**CONSIGNE 1:** Pour chacune des affirmations (a), (b) et (c), indiquez par oui ou par non si elle concorde avec l'extrait sur le terrain d'aviation de Juvincourt, en citant à l'identique les mots de l'extrait qui permettent de trancher. (a) Le terrain se situe au nord de la commune de Juvincourt-et-Damary. (b) Un groupe de Fairey Battle de la RAF a été stationné sur le terrain avant l'arrivée des troupes allemandes. (c) La nature a effacé toutes les traces des combats aux alentours du terrain.
**CONSIGNE 2:** Reproduisez sans aucune modification le passage de l'extrait sur le terrain d'aviation de Juvincourt qui commence par les mots contenant "s’agissait d’un important Flugplätz" et se termine par "toutes les cicatrices.".

──────── EXTRAIT DU DOCUMENT ────────

Situé au bord de la N44 entre Laon et Reims au Sud de la commune de Juvincourt-et-Damary, il

s’agissait d’un important Flugplätz de la Luftwaffe après avoir été une plateforme d’opération pour l’Armée de l’Air avant guerre. Présence également durant la période 1938-1939 de trois terrains de desserrement sur les communes d’Amifontaine , de Guignicourt et Proviseux (voir les pages correspondantes en cliquant sur les liens).

Dans les mois qui précédèrent l’arrivée des troupes Allemandes, un groupe de Fairey Battle du 76th Wing de la RAF y sera même stationné.

Cette région est riche en souvenir de la première guerre mondiale avec la présence de la ligne de front à proximité et du mémorable  »chemin des dames ». Les alentours du terrain portent encore la marque de ces combats, la nature ne reprenant que peu à peu ses droits sans effacer toutes les cicatrices.

──────── JEU DE DONNÉES ────────

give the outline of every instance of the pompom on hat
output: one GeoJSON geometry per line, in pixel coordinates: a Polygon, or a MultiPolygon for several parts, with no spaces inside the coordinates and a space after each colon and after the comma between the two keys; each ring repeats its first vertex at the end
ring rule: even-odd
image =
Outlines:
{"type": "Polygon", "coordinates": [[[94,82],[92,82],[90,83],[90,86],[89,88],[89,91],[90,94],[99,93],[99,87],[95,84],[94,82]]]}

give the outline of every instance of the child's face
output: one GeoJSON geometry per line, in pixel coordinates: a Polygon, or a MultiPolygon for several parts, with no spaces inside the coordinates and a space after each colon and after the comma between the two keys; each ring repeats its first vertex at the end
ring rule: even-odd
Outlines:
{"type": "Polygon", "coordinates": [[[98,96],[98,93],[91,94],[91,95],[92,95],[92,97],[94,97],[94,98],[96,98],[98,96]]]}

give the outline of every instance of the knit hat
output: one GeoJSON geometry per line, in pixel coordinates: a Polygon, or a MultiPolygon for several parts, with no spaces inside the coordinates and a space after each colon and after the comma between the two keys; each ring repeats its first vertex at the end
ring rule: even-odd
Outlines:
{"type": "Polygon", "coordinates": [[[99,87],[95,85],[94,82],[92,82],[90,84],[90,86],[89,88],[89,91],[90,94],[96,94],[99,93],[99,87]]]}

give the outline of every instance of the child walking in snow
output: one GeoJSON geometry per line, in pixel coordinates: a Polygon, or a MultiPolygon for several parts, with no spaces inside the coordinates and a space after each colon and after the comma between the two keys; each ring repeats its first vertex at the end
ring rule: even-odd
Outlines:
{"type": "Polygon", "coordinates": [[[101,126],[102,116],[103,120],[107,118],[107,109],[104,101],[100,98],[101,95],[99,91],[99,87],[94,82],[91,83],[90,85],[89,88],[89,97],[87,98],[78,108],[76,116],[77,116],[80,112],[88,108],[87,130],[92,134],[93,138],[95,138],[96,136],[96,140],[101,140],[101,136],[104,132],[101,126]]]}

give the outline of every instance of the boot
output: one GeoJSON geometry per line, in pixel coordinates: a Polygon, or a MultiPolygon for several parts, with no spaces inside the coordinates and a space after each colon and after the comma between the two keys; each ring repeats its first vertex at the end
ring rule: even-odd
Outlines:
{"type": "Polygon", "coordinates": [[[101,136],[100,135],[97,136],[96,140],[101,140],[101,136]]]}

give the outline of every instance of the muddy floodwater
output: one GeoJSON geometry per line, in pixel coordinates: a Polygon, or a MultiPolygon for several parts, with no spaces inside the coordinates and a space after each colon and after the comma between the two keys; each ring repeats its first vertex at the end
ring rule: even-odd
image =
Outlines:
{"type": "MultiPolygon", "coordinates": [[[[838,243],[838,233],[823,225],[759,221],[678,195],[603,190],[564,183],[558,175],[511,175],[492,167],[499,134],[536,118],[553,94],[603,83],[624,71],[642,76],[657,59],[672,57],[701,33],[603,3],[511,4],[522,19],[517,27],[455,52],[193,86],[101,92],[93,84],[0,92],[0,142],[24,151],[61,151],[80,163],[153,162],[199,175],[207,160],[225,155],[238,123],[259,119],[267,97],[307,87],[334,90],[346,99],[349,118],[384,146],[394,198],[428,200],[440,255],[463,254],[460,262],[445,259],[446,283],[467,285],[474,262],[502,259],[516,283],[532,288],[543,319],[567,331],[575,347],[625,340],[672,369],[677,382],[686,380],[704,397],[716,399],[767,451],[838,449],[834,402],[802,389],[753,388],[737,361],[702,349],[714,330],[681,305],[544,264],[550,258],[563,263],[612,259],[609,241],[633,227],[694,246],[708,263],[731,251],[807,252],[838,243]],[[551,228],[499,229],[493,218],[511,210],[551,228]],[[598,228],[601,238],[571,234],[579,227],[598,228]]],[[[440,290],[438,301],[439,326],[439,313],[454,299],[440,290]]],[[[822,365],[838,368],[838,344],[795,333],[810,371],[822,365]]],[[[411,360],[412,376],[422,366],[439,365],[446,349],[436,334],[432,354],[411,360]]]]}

────────

**SOLUTION COMPLÈTE 1:**
(a) Non : « au Sud de la commune de Juvincourt-et-Damary ».
(b) Oui : « Dans les mois qui précédèrent l’arrivée des troupes Allemandes, un groupe de Fairey Battle du 76th Wing de la RAF y sera même stationné ».
(c) Non : « la nature ne reprenant que peu à peu ses droits sans effacer toutes les cicatrices ».

**SOLUTION COMPLÈTE 2:**
s’agissait d’un important Flugplätz de la Luftwaffe après avoir été une plateforme d’opération pour l’Armée de l’Air avant guerre. Présence également durant la période 1938-1939 de trois terrains de desserrement sur les communes d’Amifontaine , de Guignicourt et Proviseux (voir les pages correspondantes en cliquant sur les liens).

Dans les mois qui précédèrent l’arrivée des troupes Allemandes, un groupe de Fairey Battle du 76th Wing de la RAF y sera même stationné.

Cette région est riche en souvenir de la première guerre mondiale avec la présence de la ligne de front à proximité et du mémorable  »chemin des dames ». Les alentours du terrain portent encore la marque de ces combats, la nature ne reprenant que peu à peu ses droits sans effacer toutes les cicatrices.